start Dataset entries

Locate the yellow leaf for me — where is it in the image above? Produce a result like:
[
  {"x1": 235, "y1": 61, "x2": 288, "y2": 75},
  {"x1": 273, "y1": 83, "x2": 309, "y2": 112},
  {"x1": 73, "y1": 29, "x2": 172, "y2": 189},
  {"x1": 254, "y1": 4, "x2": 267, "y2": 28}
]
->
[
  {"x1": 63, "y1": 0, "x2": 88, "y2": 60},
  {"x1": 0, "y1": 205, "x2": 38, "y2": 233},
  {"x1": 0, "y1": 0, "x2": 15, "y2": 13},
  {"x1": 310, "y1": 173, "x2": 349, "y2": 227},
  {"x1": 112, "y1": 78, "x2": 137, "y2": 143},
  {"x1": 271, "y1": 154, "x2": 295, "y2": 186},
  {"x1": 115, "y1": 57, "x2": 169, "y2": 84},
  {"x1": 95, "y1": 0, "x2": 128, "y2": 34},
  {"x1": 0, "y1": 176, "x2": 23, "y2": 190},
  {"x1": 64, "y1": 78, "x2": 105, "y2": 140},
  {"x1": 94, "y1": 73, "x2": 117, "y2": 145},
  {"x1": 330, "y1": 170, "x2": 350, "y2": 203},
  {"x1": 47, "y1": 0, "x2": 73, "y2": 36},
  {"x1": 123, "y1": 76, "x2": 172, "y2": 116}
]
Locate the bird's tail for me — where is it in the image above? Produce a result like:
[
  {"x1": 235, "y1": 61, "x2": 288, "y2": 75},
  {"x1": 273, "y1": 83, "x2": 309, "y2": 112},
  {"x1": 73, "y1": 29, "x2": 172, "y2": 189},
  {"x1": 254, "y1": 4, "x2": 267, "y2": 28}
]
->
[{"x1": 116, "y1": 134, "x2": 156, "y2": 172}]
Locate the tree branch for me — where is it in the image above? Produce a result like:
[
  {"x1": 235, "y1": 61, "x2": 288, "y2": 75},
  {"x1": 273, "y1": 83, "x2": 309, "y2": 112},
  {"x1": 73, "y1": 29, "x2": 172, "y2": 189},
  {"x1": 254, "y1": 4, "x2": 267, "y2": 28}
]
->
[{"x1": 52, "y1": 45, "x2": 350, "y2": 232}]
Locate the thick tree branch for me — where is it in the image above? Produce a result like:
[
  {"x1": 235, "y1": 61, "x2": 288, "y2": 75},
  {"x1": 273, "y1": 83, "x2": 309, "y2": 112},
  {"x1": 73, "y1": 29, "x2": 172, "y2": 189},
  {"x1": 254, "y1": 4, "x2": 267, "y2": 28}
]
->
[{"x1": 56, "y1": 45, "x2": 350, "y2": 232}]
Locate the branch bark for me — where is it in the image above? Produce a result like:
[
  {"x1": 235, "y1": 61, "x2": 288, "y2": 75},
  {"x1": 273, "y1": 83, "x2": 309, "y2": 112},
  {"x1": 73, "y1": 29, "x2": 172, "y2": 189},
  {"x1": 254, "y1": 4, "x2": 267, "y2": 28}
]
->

end Dataset entries

- The exercise
Please update the material from the line containing "Locate the thick" through the end of the material, both included, replacing "Produce a result like" with "Return an answer in this form" and leaving all else unchanged. Return only those lines.

- Task response
Locate the thick tree branch for me — where is it in the image above? Return an answer in this form:
[
  {"x1": 235, "y1": 61, "x2": 288, "y2": 75},
  {"x1": 273, "y1": 83, "x2": 309, "y2": 112},
  {"x1": 73, "y1": 29, "x2": 172, "y2": 189},
  {"x1": 254, "y1": 4, "x2": 267, "y2": 28}
]
->
[{"x1": 56, "y1": 45, "x2": 350, "y2": 232}]
Locate the branch bark for me — where is it in the image above? Return an answer in this form:
[
  {"x1": 235, "y1": 61, "x2": 288, "y2": 75},
  {"x1": 273, "y1": 83, "x2": 309, "y2": 112},
  {"x1": 73, "y1": 29, "x2": 172, "y2": 189},
  {"x1": 254, "y1": 4, "x2": 267, "y2": 28}
]
->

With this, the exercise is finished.